## Dataset rows showing where objects appear
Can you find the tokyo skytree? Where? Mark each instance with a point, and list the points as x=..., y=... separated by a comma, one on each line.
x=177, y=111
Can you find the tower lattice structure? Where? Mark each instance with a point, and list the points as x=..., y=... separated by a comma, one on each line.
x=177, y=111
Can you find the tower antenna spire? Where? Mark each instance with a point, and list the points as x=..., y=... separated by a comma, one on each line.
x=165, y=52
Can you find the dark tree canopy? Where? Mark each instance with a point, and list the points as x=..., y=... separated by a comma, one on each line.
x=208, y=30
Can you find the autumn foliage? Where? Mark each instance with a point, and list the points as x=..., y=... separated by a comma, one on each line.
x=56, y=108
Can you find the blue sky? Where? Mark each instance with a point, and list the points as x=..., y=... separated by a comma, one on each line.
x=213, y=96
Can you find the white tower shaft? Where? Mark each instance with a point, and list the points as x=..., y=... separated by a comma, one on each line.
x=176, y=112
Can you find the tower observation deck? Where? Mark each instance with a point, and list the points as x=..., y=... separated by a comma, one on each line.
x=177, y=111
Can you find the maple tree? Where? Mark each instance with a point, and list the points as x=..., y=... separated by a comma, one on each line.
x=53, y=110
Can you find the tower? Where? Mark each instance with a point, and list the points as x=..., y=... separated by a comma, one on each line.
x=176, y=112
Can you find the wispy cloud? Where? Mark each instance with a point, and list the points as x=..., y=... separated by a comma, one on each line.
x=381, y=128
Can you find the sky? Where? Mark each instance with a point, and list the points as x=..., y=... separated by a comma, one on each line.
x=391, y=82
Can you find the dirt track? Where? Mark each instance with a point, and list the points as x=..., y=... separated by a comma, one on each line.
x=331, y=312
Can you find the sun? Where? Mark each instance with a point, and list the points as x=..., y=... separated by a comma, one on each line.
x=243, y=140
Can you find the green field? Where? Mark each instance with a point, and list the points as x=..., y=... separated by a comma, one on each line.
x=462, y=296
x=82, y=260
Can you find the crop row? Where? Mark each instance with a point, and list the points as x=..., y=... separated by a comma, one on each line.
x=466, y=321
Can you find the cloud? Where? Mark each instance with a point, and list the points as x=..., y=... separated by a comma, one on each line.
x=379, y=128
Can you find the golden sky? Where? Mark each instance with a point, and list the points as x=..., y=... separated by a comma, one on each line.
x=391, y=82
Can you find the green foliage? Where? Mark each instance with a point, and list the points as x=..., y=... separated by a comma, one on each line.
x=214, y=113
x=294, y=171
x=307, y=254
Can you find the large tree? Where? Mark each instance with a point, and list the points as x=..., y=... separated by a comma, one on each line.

## EXERCISE REQUIREMENTS
Reproduce the data above, substituting "Mark every occurrence" for every occurrence of "Mark each instance" and keeping everything else the same.

## RESULT BELOW
Can you find the tokyo skytree? Where? Mark every occurrence with a point, and list the points as x=..., y=... separated by a comma, one on each line.
x=177, y=111
Can you find the tower lattice structure? Where? Mark every occurrence with a point, and list the points as x=..., y=... separated by a comma, one on each line.
x=177, y=111
Can you find the tower antenna spire? Where? Mark every occurrence with a point, and list the points as x=..., y=... separated by a comma, one on each line.
x=165, y=52
Can you find the dark tree canopy? Where? Mark every occurrence with a point, and list the points as x=..., y=... separated by a comma, one on each line.
x=208, y=30
Can you find the autumn foliage? Where? Mark every occurrence with a point, and list the points as x=..., y=... separated by a comma, one on each line.
x=56, y=108
Can you find the blue sky? Where? Mark every occurrence with a point, and list the points as x=..., y=... separated by a comma, one on each line.
x=213, y=96
Can you find the white tower shaft? Where? Mark every occurrence with a point, and list the points as x=..., y=... separated by a comma, one on each line.
x=176, y=112
Can you find the tower observation deck? Where? Mark every occurrence with a point, and list the points as x=..., y=... separated by a comma, one on each line.
x=177, y=111
Can you find the maple tree? Where? Mark every occurrence with a point, and list the points as x=..., y=... separated by a comma, one on each line.
x=53, y=110
Can you find the tower? Where? Mark every occurrence with a point, and list the points as x=..., y=... separated by a comma, one on each line.
x=176, y=112
Can you find the wispy cloud? Where? Mark every occurrence with a point, and list the points as x=..., y=... separated by a comma, one on each line.
x=381, y=128
Can you find the sky? Where? Mark every occurrence with a point, and list the points as x=..., y=... separated by a comma, one on each line.
x=391, y=82
Can you find the dirt track? Where? Mark every occurrence with a point, and list the points as x=..., y=... separated by a comma, one on each line.
x=331, y=312
Can you find the sun? Where? Mark every occurrence with a point, and list the points as x=..., y=... separated by a comma, one on each line.
x=243, y=140
Can you find the green field? Where? Mark every occurrence with a point, and list the points as x=..., y=... separated by a comma, one on each line.
x=462, y=296
x=82, y=260
Can you find the crop row? Where? Mark every occurrence with a point, and list the points as x=..., y=... separated by a comma, one on each line.
x=466, y=321
Can you find the cloud? Where? Mark every occurrence with a point, and list the points as x=..., y=... separated by a comma, one on each line.
x=379, y=128
Can you find the golden sky? Where? Mark every occurrence with a point, and list the points as x=..., y=... separated by a comma, one on each line.
x=391, y=82
Can you find the green foliage? Where? Mark every occurrence with a point, and list the points as x=..., y=... separated by a comma, one on each line.
x=214, y=113
x=294, y=171
x=307, y=254
Can you find the large tree? Where? Mark every occurrence with a point, and list the points as x=..., y=... separated by a comma, one on each line.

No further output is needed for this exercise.